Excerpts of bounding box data
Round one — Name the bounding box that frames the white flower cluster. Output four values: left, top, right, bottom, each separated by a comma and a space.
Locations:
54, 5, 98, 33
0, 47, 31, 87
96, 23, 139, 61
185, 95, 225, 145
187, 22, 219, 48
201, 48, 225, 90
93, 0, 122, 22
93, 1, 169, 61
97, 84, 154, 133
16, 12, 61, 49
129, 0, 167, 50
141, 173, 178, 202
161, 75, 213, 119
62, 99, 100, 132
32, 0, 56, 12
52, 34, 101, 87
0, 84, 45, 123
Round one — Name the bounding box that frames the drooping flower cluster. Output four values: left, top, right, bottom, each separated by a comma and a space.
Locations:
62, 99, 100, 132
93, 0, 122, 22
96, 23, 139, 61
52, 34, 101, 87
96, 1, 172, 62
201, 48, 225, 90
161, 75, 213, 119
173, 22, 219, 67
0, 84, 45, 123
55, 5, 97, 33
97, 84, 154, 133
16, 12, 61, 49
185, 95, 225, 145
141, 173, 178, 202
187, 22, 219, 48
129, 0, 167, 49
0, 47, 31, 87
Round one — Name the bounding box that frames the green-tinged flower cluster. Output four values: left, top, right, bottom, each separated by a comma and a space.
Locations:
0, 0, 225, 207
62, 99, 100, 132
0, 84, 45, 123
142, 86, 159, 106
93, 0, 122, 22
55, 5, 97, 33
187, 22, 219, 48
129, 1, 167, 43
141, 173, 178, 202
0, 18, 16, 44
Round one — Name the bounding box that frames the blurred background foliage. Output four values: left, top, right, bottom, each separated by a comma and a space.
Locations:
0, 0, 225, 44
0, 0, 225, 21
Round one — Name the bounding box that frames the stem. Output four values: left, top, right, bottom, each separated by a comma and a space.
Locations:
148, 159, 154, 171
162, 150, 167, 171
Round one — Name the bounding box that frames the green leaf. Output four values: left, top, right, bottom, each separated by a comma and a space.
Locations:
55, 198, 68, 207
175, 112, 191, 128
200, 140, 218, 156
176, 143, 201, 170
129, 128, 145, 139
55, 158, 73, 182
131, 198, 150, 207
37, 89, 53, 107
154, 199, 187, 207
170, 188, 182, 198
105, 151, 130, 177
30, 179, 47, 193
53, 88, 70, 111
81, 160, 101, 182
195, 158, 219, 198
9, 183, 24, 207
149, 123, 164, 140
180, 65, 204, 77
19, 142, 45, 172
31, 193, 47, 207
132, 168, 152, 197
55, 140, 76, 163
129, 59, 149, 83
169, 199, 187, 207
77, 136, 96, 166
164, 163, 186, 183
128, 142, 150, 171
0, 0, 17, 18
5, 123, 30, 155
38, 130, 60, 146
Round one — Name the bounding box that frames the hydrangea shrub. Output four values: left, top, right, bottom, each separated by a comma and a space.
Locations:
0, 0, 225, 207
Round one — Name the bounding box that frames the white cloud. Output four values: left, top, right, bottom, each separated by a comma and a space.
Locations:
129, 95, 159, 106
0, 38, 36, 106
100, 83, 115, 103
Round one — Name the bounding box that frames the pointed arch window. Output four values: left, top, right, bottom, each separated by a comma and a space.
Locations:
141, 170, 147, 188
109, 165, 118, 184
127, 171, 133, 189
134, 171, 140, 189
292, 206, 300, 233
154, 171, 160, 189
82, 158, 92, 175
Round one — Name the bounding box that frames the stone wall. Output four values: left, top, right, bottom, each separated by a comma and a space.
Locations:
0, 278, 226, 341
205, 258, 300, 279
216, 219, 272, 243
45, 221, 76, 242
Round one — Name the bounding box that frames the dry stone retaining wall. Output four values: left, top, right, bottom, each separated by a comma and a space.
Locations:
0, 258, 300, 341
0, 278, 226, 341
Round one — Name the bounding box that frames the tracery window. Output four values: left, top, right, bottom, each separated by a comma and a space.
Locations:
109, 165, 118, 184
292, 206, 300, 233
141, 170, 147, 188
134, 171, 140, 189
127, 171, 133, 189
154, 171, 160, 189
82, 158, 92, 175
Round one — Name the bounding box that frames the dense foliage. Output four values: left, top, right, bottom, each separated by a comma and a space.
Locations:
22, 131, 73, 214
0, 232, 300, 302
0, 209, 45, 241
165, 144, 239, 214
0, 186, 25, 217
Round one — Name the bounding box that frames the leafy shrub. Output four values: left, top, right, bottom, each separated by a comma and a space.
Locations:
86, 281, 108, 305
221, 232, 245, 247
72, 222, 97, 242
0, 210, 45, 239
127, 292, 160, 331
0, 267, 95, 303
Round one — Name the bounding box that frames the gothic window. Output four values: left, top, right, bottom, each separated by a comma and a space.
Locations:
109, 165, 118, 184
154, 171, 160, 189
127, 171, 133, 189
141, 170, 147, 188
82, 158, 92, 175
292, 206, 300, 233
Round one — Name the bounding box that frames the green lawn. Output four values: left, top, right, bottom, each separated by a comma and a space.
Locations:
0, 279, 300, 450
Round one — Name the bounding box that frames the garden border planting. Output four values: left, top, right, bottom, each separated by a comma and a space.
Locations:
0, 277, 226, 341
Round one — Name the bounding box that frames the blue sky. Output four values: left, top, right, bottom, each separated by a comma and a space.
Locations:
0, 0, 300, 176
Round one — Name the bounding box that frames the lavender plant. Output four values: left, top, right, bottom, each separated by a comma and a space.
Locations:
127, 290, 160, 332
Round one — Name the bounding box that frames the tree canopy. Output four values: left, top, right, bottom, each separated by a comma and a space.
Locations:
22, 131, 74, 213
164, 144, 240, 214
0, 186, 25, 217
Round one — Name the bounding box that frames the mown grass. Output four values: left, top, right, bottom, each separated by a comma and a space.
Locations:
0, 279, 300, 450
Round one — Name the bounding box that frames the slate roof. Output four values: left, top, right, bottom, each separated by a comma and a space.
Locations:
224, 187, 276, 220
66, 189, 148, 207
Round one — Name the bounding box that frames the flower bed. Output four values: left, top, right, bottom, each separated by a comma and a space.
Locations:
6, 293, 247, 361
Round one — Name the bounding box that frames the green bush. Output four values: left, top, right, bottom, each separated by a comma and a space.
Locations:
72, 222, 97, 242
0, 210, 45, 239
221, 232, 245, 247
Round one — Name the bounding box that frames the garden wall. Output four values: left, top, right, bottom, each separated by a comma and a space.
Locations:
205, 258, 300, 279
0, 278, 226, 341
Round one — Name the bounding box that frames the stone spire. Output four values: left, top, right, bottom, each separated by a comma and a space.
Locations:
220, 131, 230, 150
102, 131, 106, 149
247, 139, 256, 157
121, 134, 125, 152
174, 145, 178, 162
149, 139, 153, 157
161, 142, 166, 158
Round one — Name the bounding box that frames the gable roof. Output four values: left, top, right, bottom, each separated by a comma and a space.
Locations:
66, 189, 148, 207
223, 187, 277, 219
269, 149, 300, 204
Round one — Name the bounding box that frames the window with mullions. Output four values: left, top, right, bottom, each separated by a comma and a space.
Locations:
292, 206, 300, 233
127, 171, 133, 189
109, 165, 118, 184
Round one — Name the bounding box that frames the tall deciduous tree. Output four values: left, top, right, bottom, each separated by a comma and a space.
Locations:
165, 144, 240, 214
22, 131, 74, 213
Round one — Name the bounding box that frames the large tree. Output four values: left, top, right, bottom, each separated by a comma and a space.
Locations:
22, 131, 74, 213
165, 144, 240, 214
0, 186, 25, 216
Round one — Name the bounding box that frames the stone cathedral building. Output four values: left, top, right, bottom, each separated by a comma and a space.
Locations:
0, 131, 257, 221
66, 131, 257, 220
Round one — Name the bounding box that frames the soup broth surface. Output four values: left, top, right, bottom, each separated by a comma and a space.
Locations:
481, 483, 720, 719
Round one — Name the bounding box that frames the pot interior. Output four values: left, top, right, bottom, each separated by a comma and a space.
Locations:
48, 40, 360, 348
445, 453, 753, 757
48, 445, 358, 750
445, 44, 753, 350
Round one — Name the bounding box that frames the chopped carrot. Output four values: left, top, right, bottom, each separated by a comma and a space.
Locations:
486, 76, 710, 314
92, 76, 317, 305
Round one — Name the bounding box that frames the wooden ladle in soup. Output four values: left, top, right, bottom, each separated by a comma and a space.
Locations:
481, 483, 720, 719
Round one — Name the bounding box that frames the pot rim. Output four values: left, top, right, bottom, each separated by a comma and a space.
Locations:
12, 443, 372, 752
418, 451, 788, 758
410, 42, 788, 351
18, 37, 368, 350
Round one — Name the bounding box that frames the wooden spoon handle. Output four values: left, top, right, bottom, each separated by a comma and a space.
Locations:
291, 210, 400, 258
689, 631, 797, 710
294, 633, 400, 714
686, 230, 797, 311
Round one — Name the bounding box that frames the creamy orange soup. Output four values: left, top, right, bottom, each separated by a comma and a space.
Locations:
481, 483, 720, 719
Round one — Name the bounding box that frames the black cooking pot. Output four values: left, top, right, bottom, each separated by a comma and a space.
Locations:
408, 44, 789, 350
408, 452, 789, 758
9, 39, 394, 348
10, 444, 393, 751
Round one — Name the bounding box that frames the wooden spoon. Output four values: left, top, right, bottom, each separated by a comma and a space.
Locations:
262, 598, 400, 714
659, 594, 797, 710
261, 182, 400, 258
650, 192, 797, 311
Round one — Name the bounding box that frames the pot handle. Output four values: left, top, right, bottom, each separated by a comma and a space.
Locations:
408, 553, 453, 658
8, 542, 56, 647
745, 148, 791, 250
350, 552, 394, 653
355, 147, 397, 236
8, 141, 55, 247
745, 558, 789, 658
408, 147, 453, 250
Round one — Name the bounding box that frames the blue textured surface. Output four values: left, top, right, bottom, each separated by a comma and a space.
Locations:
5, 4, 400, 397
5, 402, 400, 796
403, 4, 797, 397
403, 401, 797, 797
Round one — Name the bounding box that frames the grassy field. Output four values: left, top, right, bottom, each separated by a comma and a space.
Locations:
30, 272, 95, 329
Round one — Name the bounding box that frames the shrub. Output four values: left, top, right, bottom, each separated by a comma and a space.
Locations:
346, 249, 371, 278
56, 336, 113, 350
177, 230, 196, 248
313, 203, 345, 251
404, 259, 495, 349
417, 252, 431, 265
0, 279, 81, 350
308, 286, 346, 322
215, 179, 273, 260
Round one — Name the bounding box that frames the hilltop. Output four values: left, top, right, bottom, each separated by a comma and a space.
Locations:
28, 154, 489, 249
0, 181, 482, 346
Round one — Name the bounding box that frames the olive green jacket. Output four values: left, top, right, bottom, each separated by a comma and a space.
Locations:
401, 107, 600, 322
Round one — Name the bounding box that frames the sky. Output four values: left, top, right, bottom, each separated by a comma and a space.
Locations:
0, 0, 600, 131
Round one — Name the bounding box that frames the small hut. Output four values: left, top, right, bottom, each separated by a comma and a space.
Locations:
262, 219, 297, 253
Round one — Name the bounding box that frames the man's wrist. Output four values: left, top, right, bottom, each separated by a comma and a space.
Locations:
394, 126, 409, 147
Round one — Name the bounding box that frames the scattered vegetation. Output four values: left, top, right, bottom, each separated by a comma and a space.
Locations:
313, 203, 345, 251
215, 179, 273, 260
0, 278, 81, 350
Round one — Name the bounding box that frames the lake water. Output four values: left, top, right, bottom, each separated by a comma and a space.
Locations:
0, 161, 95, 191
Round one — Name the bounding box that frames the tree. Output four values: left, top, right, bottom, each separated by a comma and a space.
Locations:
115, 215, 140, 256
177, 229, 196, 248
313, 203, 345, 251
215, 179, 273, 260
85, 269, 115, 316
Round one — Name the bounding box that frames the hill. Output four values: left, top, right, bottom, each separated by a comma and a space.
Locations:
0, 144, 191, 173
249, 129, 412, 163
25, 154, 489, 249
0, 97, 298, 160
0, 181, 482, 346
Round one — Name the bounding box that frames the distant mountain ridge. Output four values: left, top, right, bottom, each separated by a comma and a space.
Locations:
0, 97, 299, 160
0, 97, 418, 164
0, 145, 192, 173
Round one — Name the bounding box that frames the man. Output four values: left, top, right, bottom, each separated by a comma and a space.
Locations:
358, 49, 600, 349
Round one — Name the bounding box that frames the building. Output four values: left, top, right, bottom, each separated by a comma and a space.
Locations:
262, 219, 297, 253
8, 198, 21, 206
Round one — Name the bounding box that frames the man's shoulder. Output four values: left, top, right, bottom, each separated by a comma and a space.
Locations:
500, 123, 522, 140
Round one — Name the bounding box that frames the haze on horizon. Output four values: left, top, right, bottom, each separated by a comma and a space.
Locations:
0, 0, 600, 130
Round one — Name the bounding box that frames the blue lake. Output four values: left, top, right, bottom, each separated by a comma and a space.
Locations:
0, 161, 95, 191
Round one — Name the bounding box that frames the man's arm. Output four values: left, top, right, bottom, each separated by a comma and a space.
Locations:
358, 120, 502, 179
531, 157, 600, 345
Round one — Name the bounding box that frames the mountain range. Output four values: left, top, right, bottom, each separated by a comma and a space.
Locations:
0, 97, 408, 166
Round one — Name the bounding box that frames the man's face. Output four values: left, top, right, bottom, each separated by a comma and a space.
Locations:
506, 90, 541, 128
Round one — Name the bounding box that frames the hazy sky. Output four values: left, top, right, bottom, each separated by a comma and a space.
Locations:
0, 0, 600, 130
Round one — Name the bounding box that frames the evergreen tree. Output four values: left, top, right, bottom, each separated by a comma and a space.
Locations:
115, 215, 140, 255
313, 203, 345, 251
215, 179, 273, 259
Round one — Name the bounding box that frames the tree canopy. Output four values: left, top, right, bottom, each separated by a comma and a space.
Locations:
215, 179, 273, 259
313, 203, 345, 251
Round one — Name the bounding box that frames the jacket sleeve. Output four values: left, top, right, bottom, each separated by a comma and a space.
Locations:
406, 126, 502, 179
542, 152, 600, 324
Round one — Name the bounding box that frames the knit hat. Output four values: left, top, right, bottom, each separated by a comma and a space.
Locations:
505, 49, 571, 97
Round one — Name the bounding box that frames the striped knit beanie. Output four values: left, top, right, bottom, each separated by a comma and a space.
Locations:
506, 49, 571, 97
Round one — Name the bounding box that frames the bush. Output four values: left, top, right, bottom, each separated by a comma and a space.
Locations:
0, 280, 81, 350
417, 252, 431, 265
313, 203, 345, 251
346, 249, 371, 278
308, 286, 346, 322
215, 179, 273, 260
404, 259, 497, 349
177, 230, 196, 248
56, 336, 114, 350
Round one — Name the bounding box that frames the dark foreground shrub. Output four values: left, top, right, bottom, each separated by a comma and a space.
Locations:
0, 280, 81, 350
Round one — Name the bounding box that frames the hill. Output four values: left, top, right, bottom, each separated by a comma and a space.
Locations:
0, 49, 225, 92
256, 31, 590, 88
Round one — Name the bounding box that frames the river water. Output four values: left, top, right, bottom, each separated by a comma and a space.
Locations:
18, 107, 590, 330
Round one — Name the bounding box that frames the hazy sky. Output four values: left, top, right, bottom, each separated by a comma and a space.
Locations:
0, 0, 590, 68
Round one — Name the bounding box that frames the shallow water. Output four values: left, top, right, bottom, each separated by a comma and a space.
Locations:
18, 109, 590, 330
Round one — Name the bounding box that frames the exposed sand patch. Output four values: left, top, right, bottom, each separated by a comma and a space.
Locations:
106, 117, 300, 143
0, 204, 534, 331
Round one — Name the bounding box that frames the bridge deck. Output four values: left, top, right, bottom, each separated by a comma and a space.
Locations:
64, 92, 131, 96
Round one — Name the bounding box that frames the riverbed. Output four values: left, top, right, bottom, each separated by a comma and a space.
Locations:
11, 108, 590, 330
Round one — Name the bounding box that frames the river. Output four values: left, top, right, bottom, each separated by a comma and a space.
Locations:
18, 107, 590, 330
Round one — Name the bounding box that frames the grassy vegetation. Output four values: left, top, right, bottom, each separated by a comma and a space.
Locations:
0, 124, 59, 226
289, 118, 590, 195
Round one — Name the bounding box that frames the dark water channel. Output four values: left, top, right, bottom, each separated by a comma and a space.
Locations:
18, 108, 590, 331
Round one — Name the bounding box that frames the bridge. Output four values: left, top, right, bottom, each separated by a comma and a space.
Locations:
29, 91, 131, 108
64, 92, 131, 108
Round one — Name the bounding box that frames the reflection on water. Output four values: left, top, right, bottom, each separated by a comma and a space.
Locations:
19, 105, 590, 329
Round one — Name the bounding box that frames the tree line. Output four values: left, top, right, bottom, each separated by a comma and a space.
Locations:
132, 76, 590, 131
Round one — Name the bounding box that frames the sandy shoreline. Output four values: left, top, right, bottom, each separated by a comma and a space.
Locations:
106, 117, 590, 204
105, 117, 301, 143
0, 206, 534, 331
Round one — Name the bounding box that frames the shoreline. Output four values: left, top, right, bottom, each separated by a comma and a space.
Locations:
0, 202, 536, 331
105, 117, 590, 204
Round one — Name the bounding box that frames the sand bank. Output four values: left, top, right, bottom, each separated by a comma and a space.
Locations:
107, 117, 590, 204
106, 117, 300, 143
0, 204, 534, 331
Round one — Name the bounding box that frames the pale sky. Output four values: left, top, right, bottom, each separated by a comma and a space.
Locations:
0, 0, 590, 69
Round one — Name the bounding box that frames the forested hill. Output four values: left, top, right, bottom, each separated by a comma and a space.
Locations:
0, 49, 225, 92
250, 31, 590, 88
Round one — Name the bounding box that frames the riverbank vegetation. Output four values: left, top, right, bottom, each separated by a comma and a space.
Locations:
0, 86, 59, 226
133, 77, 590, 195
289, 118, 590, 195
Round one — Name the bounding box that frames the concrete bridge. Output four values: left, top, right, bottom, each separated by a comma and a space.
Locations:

What the task requires
Put the lines from the one containing "Round one — Name the bounding box that frames the leafy" through the one containing "0, 267, 95, 303" into a Markdown table with the columns Row and Line, one numbered row per line, and skip any blank lines.

Written response
| Row | Line |
|---|---|
| 1 | Round one — Name the bounding box that frames the leafy shrub. Output four values: left, top, right, bottom, each separated by a comma and a space. |
| 2 | Locations: |
| 3 | 86, 281, 108, 305 |
| 4 | 221, 232, 245, 247 |
| 5 | 72, 222, 97, 242 |
| 6 | 0, 210, 45, 239 |
| 7 | 127, 292, 160, 331 |
| 8 | 0, 267, 95, 303 |